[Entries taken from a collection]
= = = =

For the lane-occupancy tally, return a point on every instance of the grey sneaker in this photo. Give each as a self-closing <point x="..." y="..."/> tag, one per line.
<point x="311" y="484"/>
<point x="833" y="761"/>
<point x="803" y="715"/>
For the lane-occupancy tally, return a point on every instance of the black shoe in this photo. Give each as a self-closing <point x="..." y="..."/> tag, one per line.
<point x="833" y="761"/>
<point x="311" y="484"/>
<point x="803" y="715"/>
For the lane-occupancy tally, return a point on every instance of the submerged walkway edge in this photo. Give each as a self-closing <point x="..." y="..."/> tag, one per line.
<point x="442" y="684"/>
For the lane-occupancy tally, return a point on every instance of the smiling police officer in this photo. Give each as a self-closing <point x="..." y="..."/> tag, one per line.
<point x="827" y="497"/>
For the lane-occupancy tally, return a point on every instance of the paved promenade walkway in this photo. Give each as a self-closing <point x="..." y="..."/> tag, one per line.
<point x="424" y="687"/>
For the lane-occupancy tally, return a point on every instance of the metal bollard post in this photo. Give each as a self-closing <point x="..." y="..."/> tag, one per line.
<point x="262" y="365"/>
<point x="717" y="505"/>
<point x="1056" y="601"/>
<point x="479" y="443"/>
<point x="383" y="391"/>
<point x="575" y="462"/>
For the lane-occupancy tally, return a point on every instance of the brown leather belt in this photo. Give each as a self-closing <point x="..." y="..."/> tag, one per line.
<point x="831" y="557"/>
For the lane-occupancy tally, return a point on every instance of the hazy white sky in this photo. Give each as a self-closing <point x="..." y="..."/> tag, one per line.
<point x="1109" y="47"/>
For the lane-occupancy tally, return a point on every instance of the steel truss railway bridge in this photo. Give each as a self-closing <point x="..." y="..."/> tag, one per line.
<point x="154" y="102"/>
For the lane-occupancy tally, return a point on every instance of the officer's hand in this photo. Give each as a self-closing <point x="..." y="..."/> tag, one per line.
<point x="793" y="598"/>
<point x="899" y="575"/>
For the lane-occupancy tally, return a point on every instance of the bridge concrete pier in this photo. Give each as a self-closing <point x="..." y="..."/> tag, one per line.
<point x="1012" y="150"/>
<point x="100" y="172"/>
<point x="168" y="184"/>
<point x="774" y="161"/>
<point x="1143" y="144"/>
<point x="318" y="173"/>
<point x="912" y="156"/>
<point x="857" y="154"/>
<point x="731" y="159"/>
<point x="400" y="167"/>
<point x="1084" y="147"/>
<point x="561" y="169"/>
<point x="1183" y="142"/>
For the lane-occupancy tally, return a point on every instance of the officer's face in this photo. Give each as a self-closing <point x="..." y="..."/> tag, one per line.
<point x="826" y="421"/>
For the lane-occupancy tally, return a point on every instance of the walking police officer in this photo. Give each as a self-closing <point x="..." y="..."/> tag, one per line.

= = = =

» **TO DO**
Only those lines running from the one containing "of the brown" through the last line of the data above are to be copied, exactly, with both ends included.

» **TASK ANSWER**
For the lane-occupancy tally, return a point on every instance of the brown leather belt in this photo. Give each as a self-closing <point x="..." y="..."/> tag, one per line.
<point x="831" y="557"/>
For the lane-occupancy tally, return a point on every instance of the hazy white sky in this photo. Give each as a self-closing <point x="..." y="..."/> tag, one per line.
<point x="1109" y="47"/>
For the lane-occupancy tally, return a point on every instance of the steel truss railway bridge in this photo. Give each as a self-closing <point x="..." y="..."/> tag, one per line.
<point x="154" y="102"/>
For the lane-occupancy tally, return a point on every instance of the officer's hand in this photo. Give each as a self-closing <point x="..." y="..."/> tag, one per line.
<point x="793" y="598"/>
<point x="899" y="575"/>
For the lane-occupancy tally, return a point on every instance of the bridge concrete pier in this photo. Give each as a self-closing <point x="..." y="..."/> tag, one per line.
<point x="1012" y="150"/>
<point x="100" y="172"/>
<point x="168" y="184"/>
<point x="774" y="161"/>
<point x="1143" y="144"/>
<point x="318" y="173"/>
<point x="912" y="156"/>
<point x="857" y="154"/>
<point x="731" y="159"/>
<point x="400" y="167"/>
<point x="1084" y="147"/>
<point x="561" y="169"/>
<point x="1183" y="142"/>
For the lane-occupancy tally, return a point on every instance of the officer's face in this photo. Give each as a self-closing <point x="..." y="..."/> tag, one per line.
<point x="826" y="421"/>
For the lane-occupancy tally, return a point on every instance of the walking police officer in this photo. Give each as a self-closing <point x="..." y="..."/> tag, one per line.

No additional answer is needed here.